◆ INSTRUCTIONS FOR THE TASK ◆
Rewrite the lines below, replacing "in background" with "in the background" wherever it occurs and leaving everything else the same.

◆ SUPPLIED INFORMATION ◆
········

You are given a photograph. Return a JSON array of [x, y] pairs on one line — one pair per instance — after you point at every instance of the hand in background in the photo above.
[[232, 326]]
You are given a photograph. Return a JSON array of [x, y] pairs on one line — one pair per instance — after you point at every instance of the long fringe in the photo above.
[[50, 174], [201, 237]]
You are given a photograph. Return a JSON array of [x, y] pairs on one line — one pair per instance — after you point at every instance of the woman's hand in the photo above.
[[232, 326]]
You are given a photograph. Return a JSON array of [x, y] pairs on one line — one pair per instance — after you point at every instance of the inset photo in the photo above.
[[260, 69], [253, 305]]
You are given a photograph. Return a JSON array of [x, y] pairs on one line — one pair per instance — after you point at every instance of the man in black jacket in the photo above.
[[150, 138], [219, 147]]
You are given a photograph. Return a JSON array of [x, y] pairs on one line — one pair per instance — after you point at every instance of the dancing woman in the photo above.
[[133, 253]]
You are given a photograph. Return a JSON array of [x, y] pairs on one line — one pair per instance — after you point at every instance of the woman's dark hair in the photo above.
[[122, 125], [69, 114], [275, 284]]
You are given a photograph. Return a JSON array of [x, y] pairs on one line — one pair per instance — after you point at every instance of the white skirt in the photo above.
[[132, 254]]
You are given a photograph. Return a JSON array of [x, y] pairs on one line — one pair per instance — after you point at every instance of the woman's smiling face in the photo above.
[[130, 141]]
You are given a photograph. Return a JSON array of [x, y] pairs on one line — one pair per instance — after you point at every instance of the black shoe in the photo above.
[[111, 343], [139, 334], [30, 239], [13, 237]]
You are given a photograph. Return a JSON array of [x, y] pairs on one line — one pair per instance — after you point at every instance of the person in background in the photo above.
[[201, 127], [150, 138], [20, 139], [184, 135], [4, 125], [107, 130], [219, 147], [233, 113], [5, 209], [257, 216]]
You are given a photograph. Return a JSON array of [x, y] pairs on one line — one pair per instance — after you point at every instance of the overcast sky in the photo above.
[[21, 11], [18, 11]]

········

◆ REPLY ◆
You are given a photograph. Return a JSON array of [x, y] pairs on one line — one pair per instance — after you point at every instance of the hand in the background in the photo above.
[[232, 326]]
You are given a photograph. Return a JSON array of [x, y] pairs on one line — one pair per instance — after you point at every instance of the long fringe in the photo above.
[[50, 174], [201, 237]]
You are given a photograph. Return a JSON array of [x, y] pairs on one line — one pair per instance — after you point at every instance of the woman's hand in the photo above.
[[232, 326]]
You are given a photograph. Return a JSON array of [x, y] pairs on one line — one pair per instance — after you point at every instance of the inset photo in the photo above.
[[260, 69], [253, 305]]
You are given a photograph. Return a JSON array of [x, y] pairs on one line — one pair per instance — after you point at every instance of the man in black jacket in the photo above.
[[150, 138], [219, 147]]
You are given a photograph. Return a JSON array of [x, y] pairs on one line — one pair per instance — after you point at every instance of the dancing woman in the photo above.
[[133, 253]]
You are given a photograph. Return a JSON array of [x, y] pairs on one line — one pair per instance — after you point at every instance of the woman's dark hair in the photo above.
[[122, 125], [69, 114], [275, 284]]
You are given a photograph. Return a JSON array of [x, y] pairs on one line — one pair per instance — after you point at every instance of the white skirt in the photo above.
[[132, 254]]
You are given a photograph. Return a JSON array of [x, y] pairs on one line — one pair per instance — after you point at every instance of the woman's smiling face in the photo above.
[[130, 141]]
You are given a photograph. Return a JSON array of [x, y] pairs on one line — one pair per instance — after you point at every instance of the black shoe in the photo above.
[[111, 343], [139, 334], [30, 239], [13, 237]]
You are given a photograph. Return a JSON array of [x, y] pairs on one line — one pair per instance — after you point at every instance of the person in the background in the photo above.
[[201, 127], [150, 138], [20, 139], [184, 135], [4, 125], [107, 130], [219, 147], [233, 113], [5, 209], [257, 216]]
You are given a photograph. Return a JSON array of [x, y] pairs on one line — one pair per instance — after you point at every instance of the overcast sky in the photo above.
[[21, 11], [18, 11]]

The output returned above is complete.